* begin *

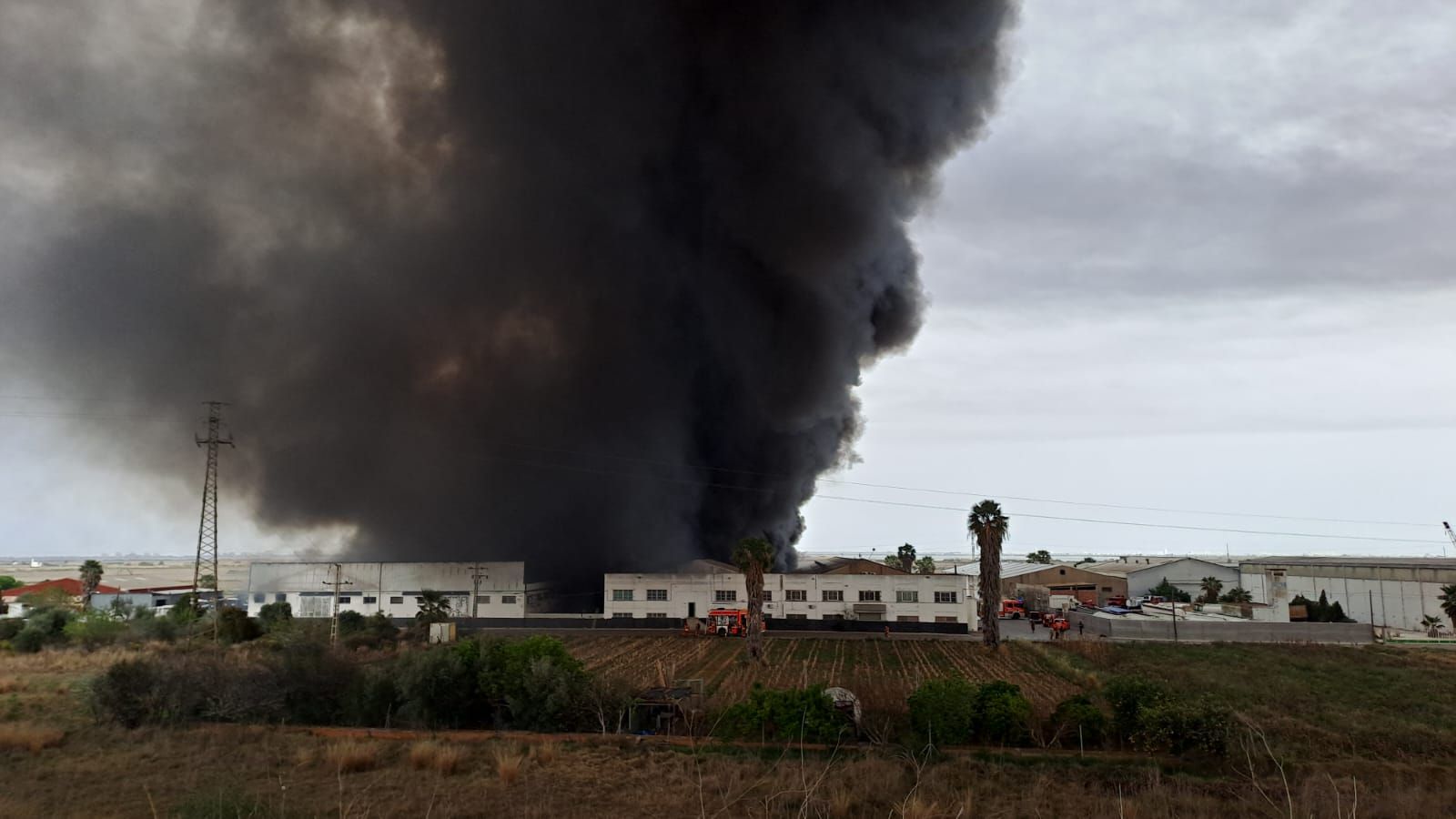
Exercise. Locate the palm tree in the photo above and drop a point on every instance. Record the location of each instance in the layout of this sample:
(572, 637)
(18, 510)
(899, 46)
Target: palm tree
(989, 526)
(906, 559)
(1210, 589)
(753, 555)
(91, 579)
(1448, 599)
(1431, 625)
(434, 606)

* end *
* begin *

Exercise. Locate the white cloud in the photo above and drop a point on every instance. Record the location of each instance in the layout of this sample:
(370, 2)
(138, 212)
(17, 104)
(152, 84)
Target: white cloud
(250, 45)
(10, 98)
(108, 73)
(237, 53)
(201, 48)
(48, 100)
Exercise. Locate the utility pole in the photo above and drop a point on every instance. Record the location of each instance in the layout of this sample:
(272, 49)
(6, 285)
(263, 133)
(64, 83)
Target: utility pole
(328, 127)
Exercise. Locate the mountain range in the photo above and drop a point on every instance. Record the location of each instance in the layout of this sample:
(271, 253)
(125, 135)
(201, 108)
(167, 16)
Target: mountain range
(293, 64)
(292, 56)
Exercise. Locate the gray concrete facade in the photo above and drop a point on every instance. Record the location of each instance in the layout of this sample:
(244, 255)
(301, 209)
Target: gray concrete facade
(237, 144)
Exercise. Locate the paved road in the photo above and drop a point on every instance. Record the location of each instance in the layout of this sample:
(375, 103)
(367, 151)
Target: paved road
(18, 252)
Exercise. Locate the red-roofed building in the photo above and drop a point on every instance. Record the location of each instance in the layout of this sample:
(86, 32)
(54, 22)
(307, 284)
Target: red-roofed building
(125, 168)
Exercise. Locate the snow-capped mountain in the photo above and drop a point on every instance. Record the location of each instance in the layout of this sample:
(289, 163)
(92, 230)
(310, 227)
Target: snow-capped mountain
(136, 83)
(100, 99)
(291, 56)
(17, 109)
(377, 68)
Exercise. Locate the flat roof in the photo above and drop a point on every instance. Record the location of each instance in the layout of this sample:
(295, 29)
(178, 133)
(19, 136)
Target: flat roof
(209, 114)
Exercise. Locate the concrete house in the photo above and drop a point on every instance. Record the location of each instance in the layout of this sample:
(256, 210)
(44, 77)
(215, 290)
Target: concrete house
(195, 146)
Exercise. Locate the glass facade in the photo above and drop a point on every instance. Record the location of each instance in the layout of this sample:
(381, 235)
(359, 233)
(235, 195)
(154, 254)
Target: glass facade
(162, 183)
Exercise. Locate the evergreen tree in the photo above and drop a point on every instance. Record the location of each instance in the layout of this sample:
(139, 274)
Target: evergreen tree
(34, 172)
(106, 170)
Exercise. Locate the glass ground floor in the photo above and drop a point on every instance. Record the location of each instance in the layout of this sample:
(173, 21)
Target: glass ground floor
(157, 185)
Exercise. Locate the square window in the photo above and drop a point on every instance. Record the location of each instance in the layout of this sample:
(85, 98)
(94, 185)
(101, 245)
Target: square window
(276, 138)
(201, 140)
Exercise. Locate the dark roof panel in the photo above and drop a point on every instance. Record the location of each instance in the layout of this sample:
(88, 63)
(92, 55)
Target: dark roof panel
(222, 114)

* end *
* begin *

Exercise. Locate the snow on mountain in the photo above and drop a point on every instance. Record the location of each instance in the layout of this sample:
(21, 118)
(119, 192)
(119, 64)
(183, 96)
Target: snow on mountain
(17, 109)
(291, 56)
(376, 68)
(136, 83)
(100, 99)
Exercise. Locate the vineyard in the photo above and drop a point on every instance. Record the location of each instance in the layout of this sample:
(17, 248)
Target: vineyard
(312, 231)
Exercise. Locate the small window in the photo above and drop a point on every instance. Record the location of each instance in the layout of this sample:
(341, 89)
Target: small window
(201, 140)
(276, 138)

* end *

Task objective: Find every line in the rows above that contains the string "square", matching case, and copy each of those lines in full.

Task answer:
Exercise. Locate the square window in the photo above and drop a point on every instance. Record the location of each instance in the layout of this sample:
Target: square window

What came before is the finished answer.